**Work task**
Please transcribe, exactly and only, the lines of the records below from the one holding "If you could tag the shrub" to the very end.

**Data to examine**
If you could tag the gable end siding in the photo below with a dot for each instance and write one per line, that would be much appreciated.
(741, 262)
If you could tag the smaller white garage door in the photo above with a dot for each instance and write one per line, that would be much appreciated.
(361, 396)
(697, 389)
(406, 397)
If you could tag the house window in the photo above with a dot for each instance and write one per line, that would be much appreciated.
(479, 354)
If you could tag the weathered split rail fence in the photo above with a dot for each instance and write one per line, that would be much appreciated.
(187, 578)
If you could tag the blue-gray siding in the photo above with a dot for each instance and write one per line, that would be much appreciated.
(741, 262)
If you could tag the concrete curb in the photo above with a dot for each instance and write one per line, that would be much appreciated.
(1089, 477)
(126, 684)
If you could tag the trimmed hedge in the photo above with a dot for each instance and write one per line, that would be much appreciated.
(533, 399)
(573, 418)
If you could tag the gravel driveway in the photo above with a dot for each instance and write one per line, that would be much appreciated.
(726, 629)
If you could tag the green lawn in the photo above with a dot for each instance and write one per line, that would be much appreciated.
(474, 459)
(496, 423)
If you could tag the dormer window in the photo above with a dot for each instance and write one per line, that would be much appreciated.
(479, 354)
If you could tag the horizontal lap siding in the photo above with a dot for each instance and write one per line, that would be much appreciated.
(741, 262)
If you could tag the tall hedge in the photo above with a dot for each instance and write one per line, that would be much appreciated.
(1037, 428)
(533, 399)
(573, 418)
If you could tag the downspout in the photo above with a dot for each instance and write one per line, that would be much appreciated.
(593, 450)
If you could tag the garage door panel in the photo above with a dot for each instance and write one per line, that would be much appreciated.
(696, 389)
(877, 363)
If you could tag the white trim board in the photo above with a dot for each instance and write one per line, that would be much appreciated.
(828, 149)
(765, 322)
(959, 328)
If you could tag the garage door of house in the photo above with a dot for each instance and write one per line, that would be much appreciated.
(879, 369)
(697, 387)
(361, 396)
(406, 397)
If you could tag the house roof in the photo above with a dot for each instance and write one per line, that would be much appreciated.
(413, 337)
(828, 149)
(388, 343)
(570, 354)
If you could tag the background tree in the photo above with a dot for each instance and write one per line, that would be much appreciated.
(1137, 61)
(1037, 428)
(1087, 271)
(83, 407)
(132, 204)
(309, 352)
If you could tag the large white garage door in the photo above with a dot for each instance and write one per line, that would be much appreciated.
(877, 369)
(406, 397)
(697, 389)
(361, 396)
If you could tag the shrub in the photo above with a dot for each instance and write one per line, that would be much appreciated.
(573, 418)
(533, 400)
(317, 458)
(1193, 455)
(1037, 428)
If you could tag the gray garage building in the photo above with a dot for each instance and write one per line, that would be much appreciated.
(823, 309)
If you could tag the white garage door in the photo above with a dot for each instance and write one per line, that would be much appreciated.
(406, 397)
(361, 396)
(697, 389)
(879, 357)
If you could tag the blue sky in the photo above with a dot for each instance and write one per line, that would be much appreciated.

**Exercise solution**
If you could tag the shrub in the photo above with a dot for each instance and write one per line, that would be much appreciated.
(573, 418)
(533, 400)
(317, 458)
(1193, 455)
(1037, 428)
If you could tag the gray garage building in the photo above with a dot for each instance and write one per line, that would be much appreciated.
(823, 309)
If you could tag the white garage door in the photo above with a dot for each instance and write one per line, that would be much appreciated.
(406, 397)
(361, 396)
(697, 389)
(879, 357)
If you could tag the blue sky in the photo above with a dot for each instance and write one per line, that would be much appreciated.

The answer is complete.